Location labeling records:
• • • • • • •

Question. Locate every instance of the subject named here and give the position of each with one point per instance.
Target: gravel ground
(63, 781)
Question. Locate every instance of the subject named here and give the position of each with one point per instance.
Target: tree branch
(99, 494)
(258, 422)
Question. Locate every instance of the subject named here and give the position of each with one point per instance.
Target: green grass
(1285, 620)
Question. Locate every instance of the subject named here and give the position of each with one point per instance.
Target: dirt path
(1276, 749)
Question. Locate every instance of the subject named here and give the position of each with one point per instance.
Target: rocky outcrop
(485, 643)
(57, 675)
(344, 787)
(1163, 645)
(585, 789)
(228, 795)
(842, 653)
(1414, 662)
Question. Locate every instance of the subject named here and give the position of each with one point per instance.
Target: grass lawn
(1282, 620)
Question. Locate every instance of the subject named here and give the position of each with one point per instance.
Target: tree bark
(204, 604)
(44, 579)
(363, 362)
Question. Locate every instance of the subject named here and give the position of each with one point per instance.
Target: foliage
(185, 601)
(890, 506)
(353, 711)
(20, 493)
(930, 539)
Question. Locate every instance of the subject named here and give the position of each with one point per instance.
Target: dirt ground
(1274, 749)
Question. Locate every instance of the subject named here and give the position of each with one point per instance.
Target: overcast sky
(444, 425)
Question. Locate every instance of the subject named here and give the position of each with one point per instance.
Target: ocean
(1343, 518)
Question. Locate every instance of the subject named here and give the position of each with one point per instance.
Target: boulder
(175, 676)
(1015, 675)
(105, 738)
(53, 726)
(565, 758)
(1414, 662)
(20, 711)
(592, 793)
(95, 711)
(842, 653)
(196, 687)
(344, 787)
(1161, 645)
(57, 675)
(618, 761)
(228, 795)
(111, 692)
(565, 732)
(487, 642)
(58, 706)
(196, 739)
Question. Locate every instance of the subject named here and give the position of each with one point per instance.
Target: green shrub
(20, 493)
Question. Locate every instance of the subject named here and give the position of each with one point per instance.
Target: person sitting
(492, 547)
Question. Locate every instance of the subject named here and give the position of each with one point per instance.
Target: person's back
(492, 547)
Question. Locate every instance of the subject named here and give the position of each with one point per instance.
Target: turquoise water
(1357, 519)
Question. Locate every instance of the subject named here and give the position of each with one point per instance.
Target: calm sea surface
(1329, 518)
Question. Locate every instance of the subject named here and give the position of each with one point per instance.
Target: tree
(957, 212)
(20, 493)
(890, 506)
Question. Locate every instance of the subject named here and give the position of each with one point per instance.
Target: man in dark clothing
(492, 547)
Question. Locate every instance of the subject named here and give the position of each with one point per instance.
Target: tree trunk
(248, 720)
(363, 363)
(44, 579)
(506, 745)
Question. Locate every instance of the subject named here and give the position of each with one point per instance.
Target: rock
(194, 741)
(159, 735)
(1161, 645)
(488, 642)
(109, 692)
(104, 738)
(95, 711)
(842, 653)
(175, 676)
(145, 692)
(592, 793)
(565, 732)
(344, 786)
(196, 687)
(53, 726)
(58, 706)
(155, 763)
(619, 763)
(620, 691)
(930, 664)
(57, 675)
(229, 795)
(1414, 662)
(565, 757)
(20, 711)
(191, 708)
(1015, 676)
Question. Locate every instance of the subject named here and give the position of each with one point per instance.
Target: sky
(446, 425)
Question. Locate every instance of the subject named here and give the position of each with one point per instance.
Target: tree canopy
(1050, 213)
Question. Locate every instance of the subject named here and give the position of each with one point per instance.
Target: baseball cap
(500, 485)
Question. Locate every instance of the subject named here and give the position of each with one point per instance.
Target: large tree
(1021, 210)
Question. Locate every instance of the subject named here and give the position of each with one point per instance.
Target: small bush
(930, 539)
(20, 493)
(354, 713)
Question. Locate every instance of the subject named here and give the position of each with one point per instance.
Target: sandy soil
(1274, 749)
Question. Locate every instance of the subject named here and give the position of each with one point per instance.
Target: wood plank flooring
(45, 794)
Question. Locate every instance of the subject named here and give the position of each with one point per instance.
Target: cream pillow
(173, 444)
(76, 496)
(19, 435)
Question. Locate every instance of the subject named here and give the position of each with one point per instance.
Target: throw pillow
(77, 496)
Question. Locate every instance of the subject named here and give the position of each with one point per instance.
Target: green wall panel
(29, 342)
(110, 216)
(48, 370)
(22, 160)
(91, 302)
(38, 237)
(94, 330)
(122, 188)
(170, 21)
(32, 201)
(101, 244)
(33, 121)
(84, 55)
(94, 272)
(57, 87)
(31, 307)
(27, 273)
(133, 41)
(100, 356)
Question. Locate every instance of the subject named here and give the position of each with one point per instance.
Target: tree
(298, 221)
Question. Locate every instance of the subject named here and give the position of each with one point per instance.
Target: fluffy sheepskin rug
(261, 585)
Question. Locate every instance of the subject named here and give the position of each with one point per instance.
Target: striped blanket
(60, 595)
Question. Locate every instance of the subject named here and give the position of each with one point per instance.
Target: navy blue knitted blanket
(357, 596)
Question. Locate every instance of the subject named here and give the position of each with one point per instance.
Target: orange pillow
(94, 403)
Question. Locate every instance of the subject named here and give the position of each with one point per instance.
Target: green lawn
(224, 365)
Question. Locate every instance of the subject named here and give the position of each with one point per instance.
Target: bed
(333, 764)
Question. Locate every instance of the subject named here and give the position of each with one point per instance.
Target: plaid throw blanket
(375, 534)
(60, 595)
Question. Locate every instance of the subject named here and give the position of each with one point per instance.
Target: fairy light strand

• • • • • • •

— What is asked —
Reproduce the material precisely, including every line.

— Task result —
Question. Locate every instance of the subject named here and give the position of each with one point per instance.
Target: gravel ground
(63, 781)
Question. Locate every instance of the subject named here and give the position of each with one point per instance.
Target: tree branch
(99, 494)
(258, 422)
Question. Locate every instance of the subject named here and give the position of each with one point per instance.
Target: green grass
(1285, 620)
Question. Locate every instance of the subject named here and give the position of each with one point per instance.
Target: dirt path
(1276, 749)
Question. Locate every instance of the subject named here and give the position of each with one point per instance.
Target: rocky outcrop
(485, 643)
(57, 675)
(344, 787)
(1163, 645)
(585, 789)
(228, 795)
(842, 653)
(1414, 662)
Question. Locate every instance of the subject named here and give the position of each with one point per instance.
Target: grass lawn
(1282, 620)
Question. Locate every instance of the subject named here and give the position of each with one point per instance.
Target: tree bark
(204, 604)
(44, 579)
(363, 362)
Question. Locate every instance of the subject named here and give the position of each with one point per instance.
Target: foliage
(185, 601)
(890, 506)
(353, 711)
(20, 493)
(930, 539)
Question. Locate every instance of the subject named here and give the position of each with one point per instance.
Target: dirt ground
(1274, 749)
Question. Locate every instance of the subject named here and give the position of each with one point per instance.
Target: overcast sky
(444, 425)
Question. Locate every instance of the subject named here and give the position of each with one point per instance.
Target: ocean
(1343, 518)
Question. Locate every instance of the subject named here and give the position of each with one point per instance.
Target: boulder
(175, 676)
(1015, 675)
(105, 738)
(53, 726)
(565, 758)
(1414, 662)
(20, 711)
(592, 793)
(95, 711)
(842, 653)
(196, 687)
(344, 787)
(1161, 645)
(57, 675)
(618, 761)
(228, 795)
(111, 692)
(565, 732)
(487, 642)
(58, 706)
(196, 739)
Question. Locate every instance of the subject named here and give the position of each with one point per instance.
Target: green shrub
(20, 493)
Question. Locate every instance of the subject named here and give the position of each with one point per instance.
Target: person sitting
(492, 547)
Question. Locate every instance of the subject named here and give the position of each with one point per instance.
Target: person's back
(492, 547)
Question. Locate every instance of the subject named here and give the position of each with one point per instance.
Target: turquoise water
(1357, 519)
Question. Locate every instance of the subject named here and give the position of each with one point per instance.
Target: calm sea surface
(1329, 518)
Question. Locate every instance of the subject named here and give the position of each with one point per instance.
Target: tree
(957, 212)
(20, 493)
(890, 506)
Question. Locate every instance of the subject named here and give the position of each with one point per instance.
Target: man in dark clothing
(492, 547)
Question. Locate every instance of the subject named here and give the position of each with one point per instance.
Target: tree trunk
(248, 720)
(363, 363)
(44, 579)
(506, 745)
Question. Locate every instance of the subject named here and give the position of each with one point per instance.
Target: rock
(194, 741)
(159, 735)
(1161, 645)
(488, 642)
(109, 692)
(104, 738)
(95, 711)
(842, 653)
(175, 676)
(145, 692)
(592, 793)
(565, 732)
(344, 786)
(196, 687)
(53, 726)
(58, 706)
(155, 763)
(619, 763)
(620, 691)
(930, 664)
(57, 675)
(229, 795)
(1414, 662)
(565, 757)
(20, 711)
(191, 708)
(1015, 676)
Question. Locate every instance of the subject named here and give the position of each with one point per instance.
Target: sky
(446, 425)
Question. Locate every instance of the subject named here and give the position of each with one point per instance.
Target: tree canopy
(1050, 213)
Question. Locate every instance of the subject named here and give the position of each with one point per instance.
Target: baseball cap
(500, 485)
Question. Locate every instance of the subject named here and give the position of each with one point per instance.
Target: large tree
(1021, 210)
Question. Locate every instance of the subject named here and give the position of each with one point per instance.
Target: small bush
(930, 539)
(20, 493)
(354, 713)
Question. Locate every instance of the subject named here and give the position of each with one point per instance.
Target: sandy soil
(1274, 749)
Question. Locate every instance of the subject named here and give the position of each with one point per instance.
Target: wood plank flooring
(45, 794)
Question. Locate every instance of the subject named here and give the position of each with one point per instance.
Target: cream pillow
(173, 444)
(76, 496)
(19, 435)
Question. Locate every instance of the subject named here and give the position of each with one point per instance.
Target: throw pillow
(77, 496)
Question. Locate every instance of the subject named here and give the position of each with one point per instance.
Target: green wall panel
(29, 342)
(110, 216)
(48, 370)
(22, 160)
(91, 302)
(38, 237)
(94, 330)
(122, 188)
(170, 21)
(32, 201)
(101, 244)
(33, 121)
(84, 55)
(94, 272)
(57, 87)
(31, 307)
(27, 273)
(133, 41)
(100, 356)
Question. Locate every instance of the subject named here and give the position of each with one point per instance.
Target: tree
(298, 221)
Question. Locate every instance of the subject named here and give the position of each with one point per instance.
Target: fluffy sheepskin rug
(261, 585)
Question. Locate every instance of the subject named here and give the position of each with one point per instance.
Target: striped blanket
(60, 595)
Question. Locate every instance of the subject named here and give the position of each with one point per instance.
Target: navy blue knitted blanket
(357, 596)
Question. Locate every instance of the subject named here and give the position of each with one point per instance.
Target: orange pillow
(94, 403)
Question. Locate every instance of the subject named here and give the position of each with one point per instance.
Target: green lawn
(224, 365)
Question. Locate every instance of the subject named here and give the position of each with one point per instance.
Target: bed
(333, 764)
Question. Locate every instance of the subject named here and give the position of each with one point per instance.
Target: plaid throw blanket
(375, 534)
(60, 595)
Question. Locate every instance of the subject named here and give the position of each with one point per instance.
Target: fairy light strand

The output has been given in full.